Consigne 1
Indiquez le nombre de lignes des enregistrements contenant la chaîne « shoulder », en respectant la casse. Donnez uniquement ce nombre.

Extrait du texte

======

Là encore on peut se féliciter que cet avantage, qui est un peu au cur de la Convention de Lomé, ait été préservé. C'est important.
La question commerciale c'était évidemment aussi - et nous en avions déjà parlé en décembre et on n'est pas revenu sur cette heureuse conclusion à nos yeux -, c'était la priorité reconnue aux Accords de Partenariats Economiques Régionaux par rapport à un système de préférence généralisé que d'aucun, il y a encore quelques mois, voulait encourager. Retenons là encore que c'est par le biais des ces APER, ce sigle auquel il va falloir s'habituer, que devrait s'organiser l'intégration progressive des pays ACP dans l'économie mondiale. Et c'est le cadre des APER qui va servir pour la discussion que nous devrons avoir avec l'OMC pour négocier les dérogations à la règle que représente cette relation commerciale privilégiée entre l'Europe et les pays ACP. La France avait, dès le début, soutenu cette manière de voir et nous avons réussi à faire prévaloir ce point de vue et nous en sommes satisfaits, convaincus que l'intégration régionale, qui va de ce fait être encouragée par ces APER, est à la fois facteur de développement mais aussi de sécurité.
S'agissant des questions financières : vous vous souvenez sans doute qu'en décembre, les Européens étaient tombés d'accord sur le 9ème FED après des discussions qui d'ailleurs avaient été très tendues, et grâce à l'acceptation par la France de continuer à participer à ce FED au niveau très exceptionnel qui avait été décidé au sommet de Cannes, mais qui avait été considéré, lors de ce sommet de Cannes, comme devant être modifié dans l'avenir. A Cannes on avait dit que la France, de manière exceptionnelle, acceptait de porter sa participation au FED à 24,3 %. C'était alors une condition qui apparaissait incontournable pour sauver le FED. Revenir sur ce pourcentage aurait signifié que d'autres, parmi nos partenaires, acceptent d'augmenter leur propre contribution, ceci n'a pas été possible. Leur solution était de dire qu'ils allaient faire une proposition à un niveau inférieur, ce qui en valeur absolue, signifierait quand même que la France réduise sa participation. Les pays ACP, évidemment, ne le souhaitaient pas. Nous avons, en décembre, conclu un niveau d'offre de 13,5 milliards d'euros auxquels s'ajoutent les reliquats des crédits des FED précédents non consommés qui s'élèvent à presque 10 milliards ce qui a permis de convaincre nos amis ACP d'accepter cette proposition. On a pu faire observer que, bien qu'étalé sur sept ans, puisque ce 9ème FED va concerner la période 2000/2007, ceci permet une consommation annuelle moyenne de presque 3,5 milliards à comparer avec une consommation moyenne annuelle sur la dernière période d'1,5 milliard. Autrement dit, c'est presque le doublement des efforts observés au cour de la dernière période.

======

Enregistrements extraits
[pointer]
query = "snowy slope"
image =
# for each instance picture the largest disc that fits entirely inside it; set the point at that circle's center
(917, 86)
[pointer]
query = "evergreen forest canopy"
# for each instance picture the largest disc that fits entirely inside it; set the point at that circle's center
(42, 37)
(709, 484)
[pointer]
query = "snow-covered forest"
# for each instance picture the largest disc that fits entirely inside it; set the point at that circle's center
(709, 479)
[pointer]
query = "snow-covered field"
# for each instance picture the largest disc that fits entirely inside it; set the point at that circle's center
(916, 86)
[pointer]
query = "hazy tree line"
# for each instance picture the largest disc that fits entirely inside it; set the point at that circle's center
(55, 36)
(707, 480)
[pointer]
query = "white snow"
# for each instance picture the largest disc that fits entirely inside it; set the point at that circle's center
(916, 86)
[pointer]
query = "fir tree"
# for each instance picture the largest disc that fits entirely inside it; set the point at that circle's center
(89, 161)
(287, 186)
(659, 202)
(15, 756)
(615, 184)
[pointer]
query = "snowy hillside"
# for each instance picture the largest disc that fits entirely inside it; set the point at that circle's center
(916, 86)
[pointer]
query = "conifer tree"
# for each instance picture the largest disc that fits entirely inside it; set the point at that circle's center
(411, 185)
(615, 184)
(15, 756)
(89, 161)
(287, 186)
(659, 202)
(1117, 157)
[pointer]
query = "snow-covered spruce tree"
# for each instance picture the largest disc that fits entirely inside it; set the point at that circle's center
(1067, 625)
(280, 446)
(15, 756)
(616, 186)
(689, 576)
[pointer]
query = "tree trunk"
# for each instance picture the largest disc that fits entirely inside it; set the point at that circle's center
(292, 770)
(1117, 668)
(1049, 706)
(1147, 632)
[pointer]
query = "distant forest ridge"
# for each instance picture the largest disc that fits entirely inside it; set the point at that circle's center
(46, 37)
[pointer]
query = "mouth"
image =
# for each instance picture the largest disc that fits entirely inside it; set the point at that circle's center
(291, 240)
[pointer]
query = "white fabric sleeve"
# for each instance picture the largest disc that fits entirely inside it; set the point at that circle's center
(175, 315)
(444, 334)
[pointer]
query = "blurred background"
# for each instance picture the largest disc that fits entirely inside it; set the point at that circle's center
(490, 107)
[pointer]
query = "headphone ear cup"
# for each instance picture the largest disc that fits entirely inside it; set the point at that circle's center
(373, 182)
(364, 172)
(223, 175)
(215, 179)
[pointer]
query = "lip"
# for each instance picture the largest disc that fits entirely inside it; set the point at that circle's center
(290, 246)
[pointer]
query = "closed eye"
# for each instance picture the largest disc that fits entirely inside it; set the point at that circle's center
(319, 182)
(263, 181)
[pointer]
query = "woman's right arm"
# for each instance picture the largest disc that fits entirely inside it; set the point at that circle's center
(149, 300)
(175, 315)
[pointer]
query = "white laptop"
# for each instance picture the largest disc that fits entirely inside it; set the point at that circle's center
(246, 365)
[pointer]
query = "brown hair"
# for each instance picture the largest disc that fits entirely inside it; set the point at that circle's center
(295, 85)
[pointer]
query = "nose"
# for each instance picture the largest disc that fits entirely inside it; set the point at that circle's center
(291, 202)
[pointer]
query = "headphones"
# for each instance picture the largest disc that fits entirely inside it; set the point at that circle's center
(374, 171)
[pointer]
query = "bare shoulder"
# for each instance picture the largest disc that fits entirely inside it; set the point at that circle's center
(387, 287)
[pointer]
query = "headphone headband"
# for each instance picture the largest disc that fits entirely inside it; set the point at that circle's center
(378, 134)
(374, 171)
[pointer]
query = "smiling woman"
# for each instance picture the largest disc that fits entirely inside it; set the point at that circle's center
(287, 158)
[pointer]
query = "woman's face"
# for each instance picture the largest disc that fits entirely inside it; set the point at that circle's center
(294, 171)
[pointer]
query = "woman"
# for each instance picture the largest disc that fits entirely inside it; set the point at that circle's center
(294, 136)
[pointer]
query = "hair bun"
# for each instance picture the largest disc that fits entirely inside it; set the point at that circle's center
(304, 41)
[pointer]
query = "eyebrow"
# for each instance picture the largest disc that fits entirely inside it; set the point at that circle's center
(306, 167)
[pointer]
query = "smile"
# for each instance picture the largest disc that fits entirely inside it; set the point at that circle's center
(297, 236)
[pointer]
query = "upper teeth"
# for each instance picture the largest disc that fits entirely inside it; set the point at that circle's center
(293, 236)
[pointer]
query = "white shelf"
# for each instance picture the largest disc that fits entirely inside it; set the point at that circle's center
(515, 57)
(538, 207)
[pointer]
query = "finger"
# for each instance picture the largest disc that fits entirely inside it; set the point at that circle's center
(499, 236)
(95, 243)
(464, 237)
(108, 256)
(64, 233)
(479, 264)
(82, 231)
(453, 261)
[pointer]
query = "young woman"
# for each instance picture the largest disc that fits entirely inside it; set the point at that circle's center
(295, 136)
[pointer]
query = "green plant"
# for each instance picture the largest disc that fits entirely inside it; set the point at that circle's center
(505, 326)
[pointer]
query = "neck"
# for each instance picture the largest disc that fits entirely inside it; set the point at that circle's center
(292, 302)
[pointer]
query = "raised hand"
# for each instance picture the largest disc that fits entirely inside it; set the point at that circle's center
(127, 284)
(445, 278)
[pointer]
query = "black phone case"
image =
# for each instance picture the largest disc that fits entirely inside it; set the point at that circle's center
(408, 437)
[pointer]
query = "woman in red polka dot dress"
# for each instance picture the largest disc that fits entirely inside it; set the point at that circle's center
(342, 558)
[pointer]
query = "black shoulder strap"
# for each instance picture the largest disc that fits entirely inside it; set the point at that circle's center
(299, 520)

======

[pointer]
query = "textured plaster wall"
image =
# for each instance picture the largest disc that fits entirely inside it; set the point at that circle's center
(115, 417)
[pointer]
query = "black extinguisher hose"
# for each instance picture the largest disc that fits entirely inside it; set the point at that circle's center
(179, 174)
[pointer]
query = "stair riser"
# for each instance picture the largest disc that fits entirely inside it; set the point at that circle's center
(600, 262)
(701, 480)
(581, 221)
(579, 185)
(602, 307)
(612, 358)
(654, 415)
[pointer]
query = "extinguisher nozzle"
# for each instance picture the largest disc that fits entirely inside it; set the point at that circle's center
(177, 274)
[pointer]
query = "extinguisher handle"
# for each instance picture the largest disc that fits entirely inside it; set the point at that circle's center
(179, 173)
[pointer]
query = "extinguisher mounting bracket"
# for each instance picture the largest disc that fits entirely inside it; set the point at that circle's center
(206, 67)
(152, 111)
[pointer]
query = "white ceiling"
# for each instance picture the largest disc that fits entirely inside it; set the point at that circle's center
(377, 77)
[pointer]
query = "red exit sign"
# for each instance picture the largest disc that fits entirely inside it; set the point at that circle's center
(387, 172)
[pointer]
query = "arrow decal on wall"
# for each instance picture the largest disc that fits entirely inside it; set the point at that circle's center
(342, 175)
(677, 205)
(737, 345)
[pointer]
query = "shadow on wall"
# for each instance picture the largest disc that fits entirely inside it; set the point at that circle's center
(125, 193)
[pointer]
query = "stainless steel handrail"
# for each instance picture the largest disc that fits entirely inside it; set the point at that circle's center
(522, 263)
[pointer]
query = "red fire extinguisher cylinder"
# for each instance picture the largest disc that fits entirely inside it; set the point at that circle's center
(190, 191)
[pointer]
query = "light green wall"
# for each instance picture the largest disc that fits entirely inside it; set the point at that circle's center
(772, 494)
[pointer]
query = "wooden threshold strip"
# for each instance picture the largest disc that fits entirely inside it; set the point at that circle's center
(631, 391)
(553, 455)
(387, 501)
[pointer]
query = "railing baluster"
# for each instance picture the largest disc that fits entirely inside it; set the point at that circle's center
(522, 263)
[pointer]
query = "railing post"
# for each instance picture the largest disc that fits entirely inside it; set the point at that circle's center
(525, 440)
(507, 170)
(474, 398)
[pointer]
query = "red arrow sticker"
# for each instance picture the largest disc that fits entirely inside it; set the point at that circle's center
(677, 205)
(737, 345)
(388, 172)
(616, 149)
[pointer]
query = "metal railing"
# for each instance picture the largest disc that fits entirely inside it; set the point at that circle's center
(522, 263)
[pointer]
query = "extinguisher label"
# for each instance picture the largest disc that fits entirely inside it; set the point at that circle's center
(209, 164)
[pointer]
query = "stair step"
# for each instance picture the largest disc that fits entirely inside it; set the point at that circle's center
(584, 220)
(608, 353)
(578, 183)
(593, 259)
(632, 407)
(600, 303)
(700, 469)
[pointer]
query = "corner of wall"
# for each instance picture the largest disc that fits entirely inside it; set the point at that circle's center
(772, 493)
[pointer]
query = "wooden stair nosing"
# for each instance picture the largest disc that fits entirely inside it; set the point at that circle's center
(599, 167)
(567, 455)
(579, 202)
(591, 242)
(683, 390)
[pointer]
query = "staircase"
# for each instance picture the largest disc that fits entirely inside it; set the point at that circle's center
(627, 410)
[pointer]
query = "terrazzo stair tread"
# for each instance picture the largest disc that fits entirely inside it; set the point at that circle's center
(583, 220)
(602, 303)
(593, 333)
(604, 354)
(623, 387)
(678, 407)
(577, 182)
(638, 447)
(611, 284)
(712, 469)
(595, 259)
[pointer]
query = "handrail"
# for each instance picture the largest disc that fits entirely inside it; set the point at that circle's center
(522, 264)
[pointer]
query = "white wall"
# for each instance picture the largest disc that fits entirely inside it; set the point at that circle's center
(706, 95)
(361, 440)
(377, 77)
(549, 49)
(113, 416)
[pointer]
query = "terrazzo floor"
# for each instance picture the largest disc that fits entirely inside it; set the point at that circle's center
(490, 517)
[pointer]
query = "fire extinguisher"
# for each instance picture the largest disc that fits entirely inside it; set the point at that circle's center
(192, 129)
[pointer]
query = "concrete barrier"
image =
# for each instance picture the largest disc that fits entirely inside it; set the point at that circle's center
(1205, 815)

======

Consigne 2
Répondez aux questions suivantes sur l'extrait consacré aux relations avec les pays ACP :
(a) À quel pourcentage la France avait-elle accepté de porter sa participation au FED lors du sommet de Cannes ?
(b) Quel niveau d'offre a été conclu en décembre pour le 9ème FED ?
(c) Avec quelle organisation la discussion sur les dérogations doit-elle se tenir dans le cadre des APER ?

Réponse finale 1
2

Réponse finale 2
(a) 24,3 %
(b) 13,5 milliards d'euros
(c) L'OMC